**TASK PROMPT**
Exclude images and print all the records verbatim.

(Image-grounded pointing data)
○ ○ ○ ○ ○ ○ ○

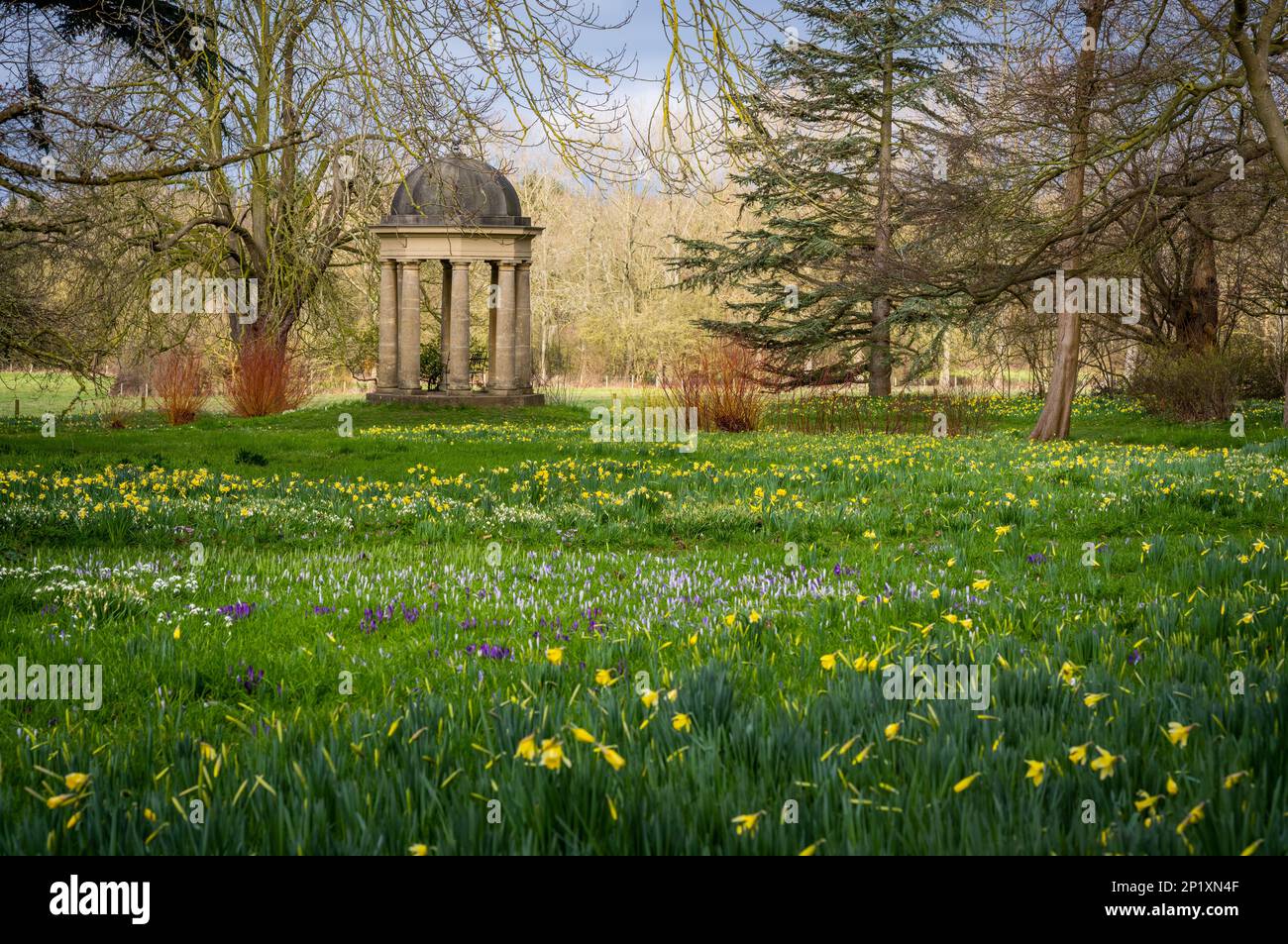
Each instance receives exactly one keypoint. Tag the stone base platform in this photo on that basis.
(437, 398)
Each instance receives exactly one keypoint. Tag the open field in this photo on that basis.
(484, 633)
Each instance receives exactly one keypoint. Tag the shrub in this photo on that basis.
(725, 389)
(265, 380)
(180, 385)
(1263, 367)
(1190, 385)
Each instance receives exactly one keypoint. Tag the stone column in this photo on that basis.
(386, 362)
(459, 378)
(523, 329)
(492, 295)
(502, 378)
(408, 327)
(445, 339)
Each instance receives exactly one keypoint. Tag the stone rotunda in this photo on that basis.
(465, 215)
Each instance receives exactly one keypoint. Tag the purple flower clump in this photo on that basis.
(248, 677)
(488, 651)
(237, 610)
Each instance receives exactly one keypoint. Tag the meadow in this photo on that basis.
(467, 631)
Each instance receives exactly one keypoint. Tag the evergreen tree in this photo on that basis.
(845, 137)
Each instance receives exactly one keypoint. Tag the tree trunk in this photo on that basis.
(879, 369)
(1198, 325)
(1057, 408)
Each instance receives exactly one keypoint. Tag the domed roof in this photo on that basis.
(456, 191)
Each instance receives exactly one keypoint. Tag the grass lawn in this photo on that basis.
(476, 631)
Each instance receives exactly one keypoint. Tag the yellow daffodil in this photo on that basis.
(553, 755)
(746, 823)
(1146, 800)
(527, 747)
(614, 759)
(1035, 772)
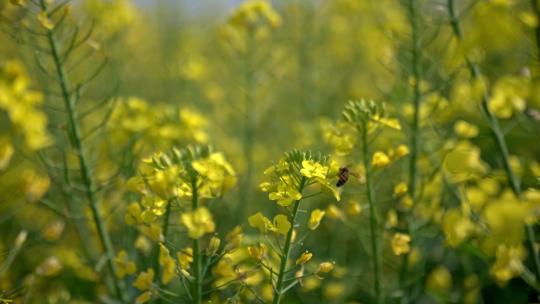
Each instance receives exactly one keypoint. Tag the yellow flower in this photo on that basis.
(508, 263)
(312, 169)
(353, 208)
(53, 231)
(124, 265)
(464, 129)
(325, 267)
(144, 280)
(400, 243)
(198, 222)
(185, 258)
(400, 189)
(213, 245)
(144, 297)
(259, 221)
(304, 258)
(6, 152)
(463, 163)
(285, 195)
(391, 218)
(315, 219)
(401, 151)
(380, 160)
(282, 224)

○ ○ ○ ○ ○ ○ ○

**ANSWER BELOW**
Each instance receives exactly one keypoint. Tag the stone base platform in this photo on that basis.
(437, 398)
Each instance receives exactly one keypoint. Tag the open field in this photo on that basis.
(484, 633)
Each instance receives exactly one keypoint. Tag the shrub in this photo on that basis.
(725, 389)
(265, 380)
(180, 385)
(1263, 367)
(1190, 385)
Each instance receives exactly one keypoint. Tag the stone column in this photo on that basis.
(386, 362)
(459, 378)
(523, 329)
(492, 295)
(502, 378)
(408, 327)
(445, 339)
Each instance receives exactly one keypoint. Tag the stone rotunda in this photo on that basis.
(465, 215)
Each instance receives exactly one keypoint. Tag the purple flower clump in this photo on that basis.
(248, 677)
(488, 651)
(237, 610)
Each instance receives exactly one keypoint. Tag the meadow in this photo on that basis.
(467, 631)
Each instance receives exactly one keypoint. Tag the evergreen tree in this photo on that basis.
(845, 137)
Each instance receives exactly one keypoint. Tag the tree trunk in this photo on that basis.
(879, 369)
(1198, 325)
(1057, 408)
Each instance receives exactly one keypoint. Tag the domed roof in this photo on that basis.
(456, 191)
Each instance receives exactly one keypoint. Tag the grass lawn in this photo on that basis.
(476, 631)
Each instance receives exactly one keypoint. Tag the yellow daffodil in this photo on that basis.
(553, 755)
(746, 823)
(1146, 800)
(527, 747)
(614, 759)
(1035, 772)
Each instance receives exactly one keypoint. Tag the yellow flower in this photo on that basis.
(508, 263)
(312, 169)
(353, 208)
(53, 231)
(124, 265)
(464, 129)
(325, 267)
(144, 280)
(400, 243)
(198, 222)
(185, 258)
(400, 189)
(213, 245)
(144, 297)
(259, 221)
(304, 258)
(6, 152)
(463, 163)
(285, 195)
(391, 218)
(315, 219)
(401, 151)
(380, 160)
(282, 224)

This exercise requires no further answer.